What to produce
Render the material below as a Markdown table with a Row column numbering each line and a Line column holding its text, and skip any blank lines. Omit the pictures from the table.

Supplied information
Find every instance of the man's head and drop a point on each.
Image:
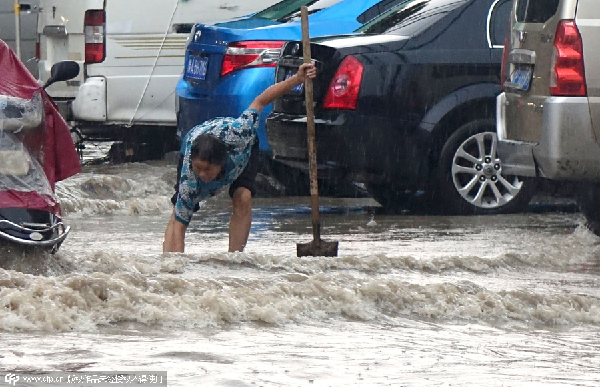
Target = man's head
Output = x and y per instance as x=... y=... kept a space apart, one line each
x=208 y=155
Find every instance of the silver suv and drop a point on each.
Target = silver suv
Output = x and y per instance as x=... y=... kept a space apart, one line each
x=548 y=117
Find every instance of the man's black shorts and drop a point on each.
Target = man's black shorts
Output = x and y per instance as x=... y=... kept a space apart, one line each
x=245 y=179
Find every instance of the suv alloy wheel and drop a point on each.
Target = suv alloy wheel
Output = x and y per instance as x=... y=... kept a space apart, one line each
x=470 y=179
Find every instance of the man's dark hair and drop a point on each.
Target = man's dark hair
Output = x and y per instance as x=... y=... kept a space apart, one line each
x=209 y=148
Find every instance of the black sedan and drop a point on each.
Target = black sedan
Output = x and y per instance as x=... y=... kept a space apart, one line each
x=407 y=106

Correct response
| Row | Line |
|---|---|
| 1 | Find every instance of the man's head and drop a point on each. |
| 2 | Image: |
| 3 | Target = man's head |
| 4 | Output = x and y per instance as x=... y=... kept a space apart, one line each |
| 5 | x=208 y=155 |
| 6 | Find every instance of the silver suv and drop a point on each. |
| 7 | Target = silver suv |
| 8 | Output = x and y per instance as x=... y=... kept a space apart, one line each |
| 9 | x=548 y=117 |
| 10 | Find every instance of the man's black shorts and drop a point on each. |
| 11 | Target = man's black shorts |
| 12 | Output = x and y per instance as x=... y=... kept a space apart, one line each |
| 13 | x=245 y=179 |
| 14 | Find every instance of the suv alloy wheel and drop a point on each. |
| 15 | Target = suv alloy wheel |
| 16 | Output = x and y per instance as x=... y=... kept a space apart, one line each |
| 17 | x=470 y=179 |
| 18 | Find every instance of the man's dark hair and drop a point on each. |
| 19 | Target = man's dark hair |
| 20 | Output = x and y per instance as x=... y=... kept a space apart, one line each |
| 21 | x=209 y=148 |
| 22 | Find every instance of the black sedan and drop a point on each. |
| 23 | Target = black sedan |
| 24 | Output = x and y per instance as x=... y=... kept a space apart, one line each |
| 25 | x=407 y=106 |